*Ejercicio A*
Enumera todas las personas que se nombran en el texto sobre las obras del templo de Gaudí.

Es cierto que a lo largo de las obras ha habido desaguisados: desde las intervenciones de los años cincuenta hasta las esculturas de Josep Maria Subirats. Pero la potencia de la idea general de Gaudí absorbe estos defectos. Y ninguno de los tres argumentos básicos de los detractores de la obra es ya válido. El argumento de la autoría es el que cayó antes. Es insostenible atacar la obra porque la mayor parte no haya sido realizada en vida de Gaudí. La empezó Francesc de Paula Villar, la definió en sus directrices generales Gaudí y ha sido continuada por otros autores, tal como ha sucedido a lo largo de la historia y tal como nuestra época de la reproductibilidad técnica de la obra de arte potencia ampliamente. Respecto al significado, a su carácter simbólico como emblema del integrismo y conservadurismo religioso, templo expiatorio de los pecados metropolitanos contemporáneos, toda sociedad es capaz de transformarlo; ahora mismo, además de un templo. es un parque temático y turístico. Y respecto al argumento de la falta de calidad de las obras, no hay mejor solución que un concurso para garantizar la calidad del tramo definitivo.

*Datos del ejercicio*

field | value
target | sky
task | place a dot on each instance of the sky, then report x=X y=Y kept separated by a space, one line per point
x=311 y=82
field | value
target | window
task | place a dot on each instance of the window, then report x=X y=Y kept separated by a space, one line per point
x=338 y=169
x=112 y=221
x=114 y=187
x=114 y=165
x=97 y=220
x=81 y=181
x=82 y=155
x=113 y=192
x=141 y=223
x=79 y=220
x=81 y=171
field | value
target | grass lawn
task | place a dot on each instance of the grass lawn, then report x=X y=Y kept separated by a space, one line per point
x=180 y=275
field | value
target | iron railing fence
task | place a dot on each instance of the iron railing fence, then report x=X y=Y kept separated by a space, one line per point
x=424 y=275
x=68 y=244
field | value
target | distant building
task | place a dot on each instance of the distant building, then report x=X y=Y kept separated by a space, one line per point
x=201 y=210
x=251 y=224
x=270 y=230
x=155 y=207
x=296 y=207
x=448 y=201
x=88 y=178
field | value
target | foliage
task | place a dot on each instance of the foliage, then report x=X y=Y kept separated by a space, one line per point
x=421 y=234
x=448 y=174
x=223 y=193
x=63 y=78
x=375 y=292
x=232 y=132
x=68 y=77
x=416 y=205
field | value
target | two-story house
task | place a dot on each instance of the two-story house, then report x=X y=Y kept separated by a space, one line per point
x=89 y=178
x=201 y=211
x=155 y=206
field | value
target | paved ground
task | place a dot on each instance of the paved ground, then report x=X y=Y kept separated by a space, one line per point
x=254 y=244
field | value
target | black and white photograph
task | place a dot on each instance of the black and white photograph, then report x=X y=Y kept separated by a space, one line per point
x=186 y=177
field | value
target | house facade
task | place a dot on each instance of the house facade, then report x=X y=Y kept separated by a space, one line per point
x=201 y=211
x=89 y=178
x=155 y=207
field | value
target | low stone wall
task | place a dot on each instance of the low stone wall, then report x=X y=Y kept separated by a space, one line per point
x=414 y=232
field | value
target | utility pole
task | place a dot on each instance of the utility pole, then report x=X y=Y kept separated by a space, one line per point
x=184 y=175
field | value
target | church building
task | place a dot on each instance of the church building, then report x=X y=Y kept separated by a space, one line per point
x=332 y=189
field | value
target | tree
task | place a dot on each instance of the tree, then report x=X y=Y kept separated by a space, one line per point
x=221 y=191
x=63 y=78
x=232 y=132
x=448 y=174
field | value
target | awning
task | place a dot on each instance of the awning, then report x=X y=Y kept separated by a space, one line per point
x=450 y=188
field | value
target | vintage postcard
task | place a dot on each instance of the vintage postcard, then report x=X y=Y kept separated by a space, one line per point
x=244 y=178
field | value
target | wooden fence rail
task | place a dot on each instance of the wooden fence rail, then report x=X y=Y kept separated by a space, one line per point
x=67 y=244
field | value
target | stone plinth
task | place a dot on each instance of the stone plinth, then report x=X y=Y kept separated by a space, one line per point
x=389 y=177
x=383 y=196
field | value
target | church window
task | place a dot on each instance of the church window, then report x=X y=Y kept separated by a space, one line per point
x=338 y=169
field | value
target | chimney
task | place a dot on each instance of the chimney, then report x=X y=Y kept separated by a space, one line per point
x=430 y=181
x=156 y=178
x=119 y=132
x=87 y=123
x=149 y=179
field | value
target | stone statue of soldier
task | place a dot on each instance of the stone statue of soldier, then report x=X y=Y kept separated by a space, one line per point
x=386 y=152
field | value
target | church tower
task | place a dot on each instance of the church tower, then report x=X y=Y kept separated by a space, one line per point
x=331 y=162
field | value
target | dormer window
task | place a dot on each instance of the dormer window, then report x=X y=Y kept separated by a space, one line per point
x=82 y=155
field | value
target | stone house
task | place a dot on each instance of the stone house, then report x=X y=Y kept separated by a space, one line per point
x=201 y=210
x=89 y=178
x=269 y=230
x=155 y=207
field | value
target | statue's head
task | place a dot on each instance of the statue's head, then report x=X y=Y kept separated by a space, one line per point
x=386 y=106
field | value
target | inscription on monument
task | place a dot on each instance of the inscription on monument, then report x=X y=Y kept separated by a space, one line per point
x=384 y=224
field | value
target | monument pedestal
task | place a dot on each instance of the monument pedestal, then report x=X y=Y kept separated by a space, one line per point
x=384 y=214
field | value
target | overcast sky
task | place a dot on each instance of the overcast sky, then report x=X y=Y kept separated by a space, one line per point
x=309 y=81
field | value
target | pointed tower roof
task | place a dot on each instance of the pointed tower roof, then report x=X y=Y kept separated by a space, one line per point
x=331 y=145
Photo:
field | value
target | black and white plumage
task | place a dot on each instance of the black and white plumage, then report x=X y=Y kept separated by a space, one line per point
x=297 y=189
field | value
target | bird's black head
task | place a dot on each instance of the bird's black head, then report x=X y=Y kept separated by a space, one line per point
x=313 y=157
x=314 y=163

*Ejercicio B*
Reúne cada línea de las entradas que contenga la cadena "wooden".

*Salida completa A*
Josep Maria Subirats
Gaudí
Francesc de Paula Villar

*Salida completa B*
target | wooden fence rail
task | place a dot on each instance of the wooden fence rail, then report x=X y=Y kept separated by a space, one line per point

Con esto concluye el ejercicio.